---------- Input for this task ----------
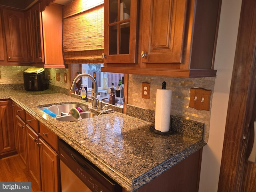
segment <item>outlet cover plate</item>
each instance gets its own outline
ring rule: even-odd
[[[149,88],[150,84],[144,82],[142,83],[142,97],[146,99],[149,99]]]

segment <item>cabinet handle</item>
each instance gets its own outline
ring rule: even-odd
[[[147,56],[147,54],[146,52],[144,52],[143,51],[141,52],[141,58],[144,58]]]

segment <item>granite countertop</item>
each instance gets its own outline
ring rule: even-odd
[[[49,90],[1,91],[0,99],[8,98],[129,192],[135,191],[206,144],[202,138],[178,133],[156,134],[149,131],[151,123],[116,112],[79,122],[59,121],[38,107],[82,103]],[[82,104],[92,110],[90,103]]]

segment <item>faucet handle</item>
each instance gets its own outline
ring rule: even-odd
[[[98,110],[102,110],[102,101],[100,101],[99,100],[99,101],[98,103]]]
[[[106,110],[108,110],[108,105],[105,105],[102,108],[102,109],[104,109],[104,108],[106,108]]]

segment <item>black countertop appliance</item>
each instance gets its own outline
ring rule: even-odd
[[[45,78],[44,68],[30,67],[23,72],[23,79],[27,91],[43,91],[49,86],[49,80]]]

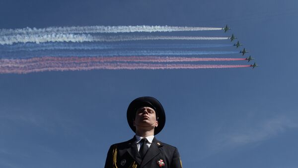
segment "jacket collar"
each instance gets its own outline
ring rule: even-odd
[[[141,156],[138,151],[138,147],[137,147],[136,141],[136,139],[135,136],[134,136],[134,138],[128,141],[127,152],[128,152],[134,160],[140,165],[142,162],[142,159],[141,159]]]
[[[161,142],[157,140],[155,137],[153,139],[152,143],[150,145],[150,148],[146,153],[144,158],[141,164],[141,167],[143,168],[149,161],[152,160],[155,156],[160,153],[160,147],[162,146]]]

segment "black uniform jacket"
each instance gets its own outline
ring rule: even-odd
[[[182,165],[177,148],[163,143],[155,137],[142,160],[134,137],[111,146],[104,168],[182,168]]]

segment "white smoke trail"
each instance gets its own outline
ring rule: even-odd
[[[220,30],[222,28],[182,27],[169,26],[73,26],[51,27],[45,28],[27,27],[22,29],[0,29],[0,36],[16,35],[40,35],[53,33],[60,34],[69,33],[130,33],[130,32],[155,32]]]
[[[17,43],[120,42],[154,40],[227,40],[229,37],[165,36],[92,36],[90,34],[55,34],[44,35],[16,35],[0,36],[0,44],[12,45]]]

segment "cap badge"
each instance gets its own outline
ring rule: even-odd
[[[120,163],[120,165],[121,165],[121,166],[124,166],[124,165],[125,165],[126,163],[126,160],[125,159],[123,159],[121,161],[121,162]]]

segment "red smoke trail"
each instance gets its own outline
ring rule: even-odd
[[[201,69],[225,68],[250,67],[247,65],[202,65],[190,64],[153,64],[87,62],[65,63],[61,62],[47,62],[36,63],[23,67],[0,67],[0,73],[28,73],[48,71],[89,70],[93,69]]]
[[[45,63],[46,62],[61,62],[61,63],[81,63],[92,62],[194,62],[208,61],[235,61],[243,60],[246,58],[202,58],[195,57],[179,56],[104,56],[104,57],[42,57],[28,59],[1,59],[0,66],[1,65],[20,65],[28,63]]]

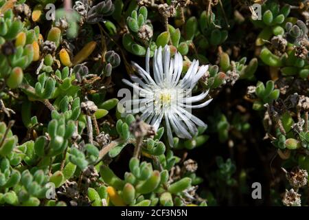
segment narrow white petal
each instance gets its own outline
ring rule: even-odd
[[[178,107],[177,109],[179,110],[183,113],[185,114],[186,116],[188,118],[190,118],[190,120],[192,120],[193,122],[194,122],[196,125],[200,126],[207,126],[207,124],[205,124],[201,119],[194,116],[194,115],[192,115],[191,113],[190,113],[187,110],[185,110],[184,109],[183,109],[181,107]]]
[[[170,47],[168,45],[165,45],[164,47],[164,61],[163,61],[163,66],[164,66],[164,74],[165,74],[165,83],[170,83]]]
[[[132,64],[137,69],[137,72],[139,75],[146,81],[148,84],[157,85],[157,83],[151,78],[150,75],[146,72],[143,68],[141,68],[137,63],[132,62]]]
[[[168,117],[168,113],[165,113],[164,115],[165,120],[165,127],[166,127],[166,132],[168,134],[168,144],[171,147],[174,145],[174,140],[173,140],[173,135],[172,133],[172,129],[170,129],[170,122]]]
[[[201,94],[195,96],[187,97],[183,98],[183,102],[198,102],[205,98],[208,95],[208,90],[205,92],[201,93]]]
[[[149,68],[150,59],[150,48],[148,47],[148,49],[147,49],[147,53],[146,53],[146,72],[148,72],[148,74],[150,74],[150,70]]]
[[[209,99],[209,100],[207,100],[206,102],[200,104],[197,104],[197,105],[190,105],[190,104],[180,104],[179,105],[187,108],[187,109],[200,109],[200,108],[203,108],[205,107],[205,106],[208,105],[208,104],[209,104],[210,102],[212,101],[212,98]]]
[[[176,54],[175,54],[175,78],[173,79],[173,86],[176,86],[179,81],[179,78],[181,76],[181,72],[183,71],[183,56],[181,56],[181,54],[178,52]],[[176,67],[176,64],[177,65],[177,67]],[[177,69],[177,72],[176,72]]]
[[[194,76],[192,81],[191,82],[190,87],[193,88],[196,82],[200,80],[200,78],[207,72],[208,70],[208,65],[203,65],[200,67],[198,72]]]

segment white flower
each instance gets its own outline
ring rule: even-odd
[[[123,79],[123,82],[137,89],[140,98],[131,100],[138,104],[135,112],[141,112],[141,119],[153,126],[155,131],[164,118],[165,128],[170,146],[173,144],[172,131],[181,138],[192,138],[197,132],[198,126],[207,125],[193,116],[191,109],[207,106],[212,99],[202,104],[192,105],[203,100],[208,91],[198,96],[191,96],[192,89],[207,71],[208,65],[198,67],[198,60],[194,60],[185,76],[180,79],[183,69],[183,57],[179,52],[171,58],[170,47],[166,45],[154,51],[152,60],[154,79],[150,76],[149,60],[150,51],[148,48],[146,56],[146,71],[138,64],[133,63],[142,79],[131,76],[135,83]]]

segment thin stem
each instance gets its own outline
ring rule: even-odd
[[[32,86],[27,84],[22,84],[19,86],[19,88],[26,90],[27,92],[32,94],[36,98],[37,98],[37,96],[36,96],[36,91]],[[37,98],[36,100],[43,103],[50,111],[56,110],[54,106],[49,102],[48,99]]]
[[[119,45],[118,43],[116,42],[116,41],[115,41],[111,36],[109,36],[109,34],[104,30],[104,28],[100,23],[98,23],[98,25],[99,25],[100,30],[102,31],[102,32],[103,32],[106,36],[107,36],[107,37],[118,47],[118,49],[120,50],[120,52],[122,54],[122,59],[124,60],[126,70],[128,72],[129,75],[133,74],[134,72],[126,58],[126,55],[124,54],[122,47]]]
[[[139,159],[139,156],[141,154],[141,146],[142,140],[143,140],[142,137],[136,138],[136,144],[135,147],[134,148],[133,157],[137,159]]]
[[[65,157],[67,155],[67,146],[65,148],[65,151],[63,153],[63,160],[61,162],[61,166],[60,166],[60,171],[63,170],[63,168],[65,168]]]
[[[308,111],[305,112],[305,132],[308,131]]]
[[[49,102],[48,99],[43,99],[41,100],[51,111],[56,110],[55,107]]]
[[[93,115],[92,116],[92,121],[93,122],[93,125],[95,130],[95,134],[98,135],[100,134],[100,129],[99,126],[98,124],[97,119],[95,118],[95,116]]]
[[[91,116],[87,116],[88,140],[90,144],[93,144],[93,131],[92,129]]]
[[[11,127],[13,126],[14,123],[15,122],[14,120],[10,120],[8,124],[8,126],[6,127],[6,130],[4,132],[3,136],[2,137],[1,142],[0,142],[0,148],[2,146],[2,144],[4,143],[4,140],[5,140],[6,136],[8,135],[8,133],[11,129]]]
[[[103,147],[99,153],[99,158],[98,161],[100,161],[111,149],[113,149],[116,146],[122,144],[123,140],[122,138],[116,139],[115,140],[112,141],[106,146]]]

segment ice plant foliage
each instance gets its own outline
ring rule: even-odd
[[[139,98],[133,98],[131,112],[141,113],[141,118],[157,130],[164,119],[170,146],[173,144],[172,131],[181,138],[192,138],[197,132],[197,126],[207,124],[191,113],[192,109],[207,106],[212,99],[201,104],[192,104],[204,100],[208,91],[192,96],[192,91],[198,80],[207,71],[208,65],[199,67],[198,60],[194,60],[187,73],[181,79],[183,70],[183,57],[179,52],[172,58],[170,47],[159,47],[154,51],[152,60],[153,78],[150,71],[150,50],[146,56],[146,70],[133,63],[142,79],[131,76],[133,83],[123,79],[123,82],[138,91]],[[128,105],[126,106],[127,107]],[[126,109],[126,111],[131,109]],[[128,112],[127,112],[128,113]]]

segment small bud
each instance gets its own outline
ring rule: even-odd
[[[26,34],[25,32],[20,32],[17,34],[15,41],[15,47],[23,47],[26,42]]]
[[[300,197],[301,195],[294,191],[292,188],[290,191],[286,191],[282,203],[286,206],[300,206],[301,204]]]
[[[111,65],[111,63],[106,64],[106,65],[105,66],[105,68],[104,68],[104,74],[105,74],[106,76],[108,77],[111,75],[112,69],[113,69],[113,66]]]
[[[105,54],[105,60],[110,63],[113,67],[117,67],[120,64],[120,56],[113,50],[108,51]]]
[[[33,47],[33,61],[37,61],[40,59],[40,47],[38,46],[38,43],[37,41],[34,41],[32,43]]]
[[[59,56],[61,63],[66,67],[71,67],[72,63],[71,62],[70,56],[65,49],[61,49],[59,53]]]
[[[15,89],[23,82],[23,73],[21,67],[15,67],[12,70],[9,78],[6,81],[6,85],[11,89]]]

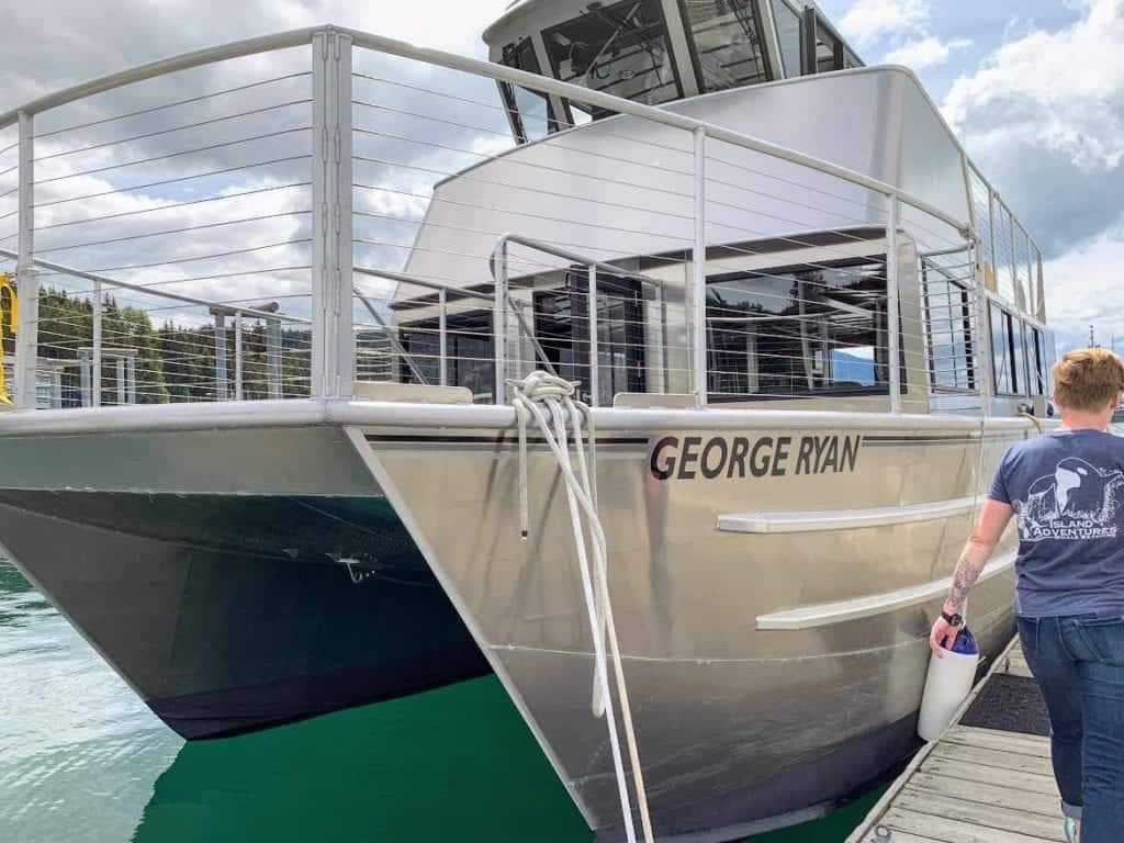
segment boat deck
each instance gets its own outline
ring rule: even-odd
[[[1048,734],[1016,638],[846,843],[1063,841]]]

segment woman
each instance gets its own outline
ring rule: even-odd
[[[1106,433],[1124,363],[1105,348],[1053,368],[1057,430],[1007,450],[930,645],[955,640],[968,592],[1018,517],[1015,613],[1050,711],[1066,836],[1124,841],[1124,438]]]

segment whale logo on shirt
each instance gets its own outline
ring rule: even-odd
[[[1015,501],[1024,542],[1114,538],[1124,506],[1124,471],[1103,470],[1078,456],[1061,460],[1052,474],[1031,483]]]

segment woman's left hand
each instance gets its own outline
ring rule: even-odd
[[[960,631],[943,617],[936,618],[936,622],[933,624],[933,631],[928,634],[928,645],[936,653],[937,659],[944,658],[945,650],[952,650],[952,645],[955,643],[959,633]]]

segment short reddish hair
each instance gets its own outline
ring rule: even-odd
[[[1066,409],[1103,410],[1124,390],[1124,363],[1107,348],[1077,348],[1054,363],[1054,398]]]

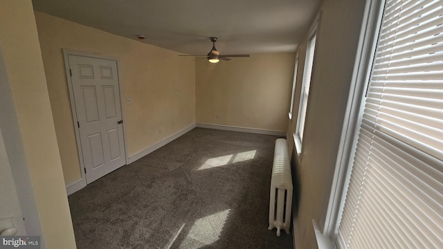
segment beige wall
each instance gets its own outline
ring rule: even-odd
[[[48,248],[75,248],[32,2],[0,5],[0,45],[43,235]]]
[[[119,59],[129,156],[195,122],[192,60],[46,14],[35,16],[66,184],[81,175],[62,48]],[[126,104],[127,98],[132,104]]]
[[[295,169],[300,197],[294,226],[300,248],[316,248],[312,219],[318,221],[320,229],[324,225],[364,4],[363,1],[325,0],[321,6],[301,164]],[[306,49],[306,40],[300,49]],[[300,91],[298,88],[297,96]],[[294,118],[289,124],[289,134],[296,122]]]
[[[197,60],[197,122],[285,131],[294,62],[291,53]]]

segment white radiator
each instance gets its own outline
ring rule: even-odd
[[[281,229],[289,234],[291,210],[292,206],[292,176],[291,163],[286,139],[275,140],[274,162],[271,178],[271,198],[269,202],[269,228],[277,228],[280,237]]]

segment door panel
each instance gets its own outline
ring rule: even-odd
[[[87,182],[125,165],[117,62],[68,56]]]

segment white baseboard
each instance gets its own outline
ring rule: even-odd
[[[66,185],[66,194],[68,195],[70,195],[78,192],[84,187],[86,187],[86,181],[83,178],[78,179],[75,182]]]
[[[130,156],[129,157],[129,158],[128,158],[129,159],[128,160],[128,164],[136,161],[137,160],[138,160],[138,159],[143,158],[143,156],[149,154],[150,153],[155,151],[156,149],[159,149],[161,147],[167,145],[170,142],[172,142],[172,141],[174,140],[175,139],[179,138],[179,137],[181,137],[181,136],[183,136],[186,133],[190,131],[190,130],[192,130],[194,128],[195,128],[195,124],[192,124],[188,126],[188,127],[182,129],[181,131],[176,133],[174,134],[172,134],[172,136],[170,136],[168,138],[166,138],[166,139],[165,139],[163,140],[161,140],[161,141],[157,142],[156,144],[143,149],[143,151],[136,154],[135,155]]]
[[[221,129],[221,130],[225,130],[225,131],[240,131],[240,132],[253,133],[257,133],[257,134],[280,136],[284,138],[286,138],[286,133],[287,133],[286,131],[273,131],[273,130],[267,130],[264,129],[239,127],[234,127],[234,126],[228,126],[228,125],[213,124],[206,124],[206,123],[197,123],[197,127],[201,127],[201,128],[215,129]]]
----------
Written instruction: Gather every line of the records above that contains the word "jacket", and copy each one out.

Answer to the problem:
segment "jacket collar"
segment "black uniform jacket"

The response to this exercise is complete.